- Activity -
Go line by line through the data and copy those with the word "building".

- - -

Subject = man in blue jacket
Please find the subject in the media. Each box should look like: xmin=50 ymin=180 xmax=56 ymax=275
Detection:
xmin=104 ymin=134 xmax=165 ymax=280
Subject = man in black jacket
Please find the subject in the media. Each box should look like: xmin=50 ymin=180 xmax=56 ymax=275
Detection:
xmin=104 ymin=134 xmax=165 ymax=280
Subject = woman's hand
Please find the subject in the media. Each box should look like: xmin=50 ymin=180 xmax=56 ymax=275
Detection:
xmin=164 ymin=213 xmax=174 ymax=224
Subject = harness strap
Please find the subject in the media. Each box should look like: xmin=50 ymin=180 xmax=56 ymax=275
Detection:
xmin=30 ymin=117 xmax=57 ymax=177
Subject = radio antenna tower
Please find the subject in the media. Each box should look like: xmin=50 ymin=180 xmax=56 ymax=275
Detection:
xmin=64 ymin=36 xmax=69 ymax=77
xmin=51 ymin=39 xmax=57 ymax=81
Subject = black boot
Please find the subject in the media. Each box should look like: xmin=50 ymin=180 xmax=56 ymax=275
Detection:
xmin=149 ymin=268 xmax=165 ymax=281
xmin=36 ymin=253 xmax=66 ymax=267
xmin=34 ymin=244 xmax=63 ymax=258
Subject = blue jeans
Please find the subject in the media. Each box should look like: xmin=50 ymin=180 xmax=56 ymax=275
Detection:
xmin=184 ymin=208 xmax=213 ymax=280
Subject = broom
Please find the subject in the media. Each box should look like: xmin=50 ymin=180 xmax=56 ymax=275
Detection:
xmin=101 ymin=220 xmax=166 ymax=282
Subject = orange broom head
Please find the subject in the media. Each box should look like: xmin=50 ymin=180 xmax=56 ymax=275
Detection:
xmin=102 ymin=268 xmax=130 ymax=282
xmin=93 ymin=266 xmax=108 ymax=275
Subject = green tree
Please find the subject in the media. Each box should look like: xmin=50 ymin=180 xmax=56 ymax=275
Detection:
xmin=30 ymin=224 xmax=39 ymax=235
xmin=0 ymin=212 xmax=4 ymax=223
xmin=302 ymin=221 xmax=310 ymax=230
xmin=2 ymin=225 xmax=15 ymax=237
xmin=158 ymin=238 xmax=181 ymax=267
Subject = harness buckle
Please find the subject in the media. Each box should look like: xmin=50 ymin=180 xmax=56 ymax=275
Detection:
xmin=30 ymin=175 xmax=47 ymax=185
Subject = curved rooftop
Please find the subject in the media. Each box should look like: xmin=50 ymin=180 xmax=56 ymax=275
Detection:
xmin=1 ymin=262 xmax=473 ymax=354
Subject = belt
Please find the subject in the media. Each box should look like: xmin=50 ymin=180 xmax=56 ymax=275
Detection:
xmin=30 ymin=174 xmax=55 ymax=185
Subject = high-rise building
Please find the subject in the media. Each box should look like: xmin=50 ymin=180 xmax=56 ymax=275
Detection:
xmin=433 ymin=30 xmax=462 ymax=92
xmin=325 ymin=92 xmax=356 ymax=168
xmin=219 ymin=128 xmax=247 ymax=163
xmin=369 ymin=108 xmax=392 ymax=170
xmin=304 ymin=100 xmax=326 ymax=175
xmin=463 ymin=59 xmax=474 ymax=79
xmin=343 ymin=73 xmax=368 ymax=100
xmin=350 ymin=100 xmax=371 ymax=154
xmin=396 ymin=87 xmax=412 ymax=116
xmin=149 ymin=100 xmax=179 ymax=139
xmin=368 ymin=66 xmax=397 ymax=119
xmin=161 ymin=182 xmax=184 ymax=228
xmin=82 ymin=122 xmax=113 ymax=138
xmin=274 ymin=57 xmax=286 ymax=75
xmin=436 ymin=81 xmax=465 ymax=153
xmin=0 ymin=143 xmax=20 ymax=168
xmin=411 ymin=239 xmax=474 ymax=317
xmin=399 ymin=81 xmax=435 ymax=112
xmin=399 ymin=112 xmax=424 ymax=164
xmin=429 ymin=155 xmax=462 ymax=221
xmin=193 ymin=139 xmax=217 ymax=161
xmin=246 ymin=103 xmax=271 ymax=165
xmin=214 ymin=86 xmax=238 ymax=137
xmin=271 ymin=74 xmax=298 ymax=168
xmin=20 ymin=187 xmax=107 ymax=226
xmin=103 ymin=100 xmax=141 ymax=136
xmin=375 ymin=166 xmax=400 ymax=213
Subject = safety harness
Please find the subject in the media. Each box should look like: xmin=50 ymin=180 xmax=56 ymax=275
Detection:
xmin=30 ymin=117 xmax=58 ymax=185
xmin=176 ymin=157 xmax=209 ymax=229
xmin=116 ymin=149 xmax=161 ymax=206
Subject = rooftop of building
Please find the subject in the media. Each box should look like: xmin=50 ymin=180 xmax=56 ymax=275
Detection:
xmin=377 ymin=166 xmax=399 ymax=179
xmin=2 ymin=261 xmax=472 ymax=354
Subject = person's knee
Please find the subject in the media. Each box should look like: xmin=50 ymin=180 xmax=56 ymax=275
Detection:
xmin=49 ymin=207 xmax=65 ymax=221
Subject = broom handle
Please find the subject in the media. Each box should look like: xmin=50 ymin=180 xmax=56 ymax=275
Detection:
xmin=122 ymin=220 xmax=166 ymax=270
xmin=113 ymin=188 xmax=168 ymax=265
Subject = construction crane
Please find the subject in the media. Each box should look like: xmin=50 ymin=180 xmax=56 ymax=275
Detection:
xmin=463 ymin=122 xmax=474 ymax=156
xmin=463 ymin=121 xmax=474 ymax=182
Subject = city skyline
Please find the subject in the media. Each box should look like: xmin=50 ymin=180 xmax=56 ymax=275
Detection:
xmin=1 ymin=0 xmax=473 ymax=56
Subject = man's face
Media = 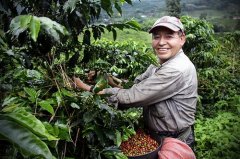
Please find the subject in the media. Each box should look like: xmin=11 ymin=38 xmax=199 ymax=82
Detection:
xmin=151 ymin=27 xmax=186 ymax=64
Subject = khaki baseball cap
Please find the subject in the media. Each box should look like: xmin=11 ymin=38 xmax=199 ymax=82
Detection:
xmin=149 ymin=16 xmax=184 ymax=33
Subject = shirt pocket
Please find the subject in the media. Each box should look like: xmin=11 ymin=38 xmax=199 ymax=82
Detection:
xmin=150 ymin=103 xmax=168 ymax=119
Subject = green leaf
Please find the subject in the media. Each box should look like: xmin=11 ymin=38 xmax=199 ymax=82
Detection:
xmin=61 ymin=88 xmax=75 ymax=97
xmin=114 ymin=2 xmax=122 ymax=15
xmin=0 ymin=118 xmax=54 ymax=159
xmin=70 ymin=102 xmax=80 ymax=109
xmin=82 ymin=125 xmax=95 ymax=137
xmin=80 ymin=91 xmax=93 ymax=98
xmin=53 ymin=91 xmax=62 ymax=106
xmin=0 ymin=29 xmax=7 ymax=49
xmin=112 ymin=28 xmax=117 ymax=41
xmin=115 ymin=130 xmax=122 ymax=147
xmin=103 ymin=148 xmax=127 ymax=159
xmin=115 ymin=152 xmax=128 ymax=159
xmin=63 ymin=0 xmax=78 ymax=13
xmin=29 ymin=16 xmax=41 ymax=42
xmin=95 ymin=126 xmax=105 ymax=145
xmin=124 ymin=127 xmax=135 ymax=136
xmin=24 ymin=87 xmax=39 ymax=102
xmin=43 ymin=122 xmax=59 ymax=137
xmin=83 ymin=111 xmax=97 ymax=123
xmin=5 ymin=108 xmax=58 ymax=140
xmin=39 ymin=100 xmax=55 ymax=115
xmin=10 ymin=15 xmax=32 ymax=38
xmin=39 ymin=16 xmax=69 ymax=41
xmin=20 ymin=15 xmax=32 ymax=28
xmin=101 ymin=0 xmax=113 ymax=16
xmin=83 ymin=29 xmax=91 ymax=45
xmin=124 ymin=0 xmax=132 ymax=5
xmin=1 ymin=96 xmax=19 ymax=112
xmin=26 ymin=69 xmax=42 ymax=79
xmin=125 ymin=20 xmax=141 ymax=30
xmin=122 ymin=134 xmax=129 ymax=141
xmin=2 ymin=96 xmax=18 ymax=107
xmin=54 ymin=122 xmax=71 ymax=141
xmin=92 ymin=26 xmax=102 ymax=40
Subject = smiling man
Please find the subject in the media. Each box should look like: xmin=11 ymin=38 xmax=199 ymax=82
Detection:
xmin=149 ymin=16 xmax=186 ymax=64
xmin=73 ymin=16 xmax=198 ymax=156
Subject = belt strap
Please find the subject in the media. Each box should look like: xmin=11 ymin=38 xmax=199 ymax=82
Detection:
xmin=177 ymin=126 xmax=192 ymax=142
xmin=148 ymin=127 xmax=192 ymax=142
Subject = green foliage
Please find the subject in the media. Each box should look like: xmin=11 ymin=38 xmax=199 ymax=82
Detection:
xmin=2 ymin=107 xmax=58 ymax=140
xmin=0 ymin=0 xmax=141 ymax=71
xmin=0 ymin=0 xmax=240 ymax=158
xmin=0 ymin=118 xmax=55 ymax=159
xmin=195 ymin=112 xmax=240 ymax=159
xmin=0 ymin=67 xmax=143 ymax=158
xmin=0 ymin=0 xmax=145 ymax=158
xmin=87 ymin=39 xmax=158 ymax=80
xmin=180 ymin=16 xmax=240 ymax=118
xmin=196 ymin=31 xmax=240 ymax=117
xmin=181 ymin=16 xmax=219 ymax=67
xmin=174 ymin=16 xmax=240 ymax=158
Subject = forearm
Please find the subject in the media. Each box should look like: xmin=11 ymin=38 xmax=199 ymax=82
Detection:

- - -

- Written answer -
Subject = high-rise building
Subject = rooftop of building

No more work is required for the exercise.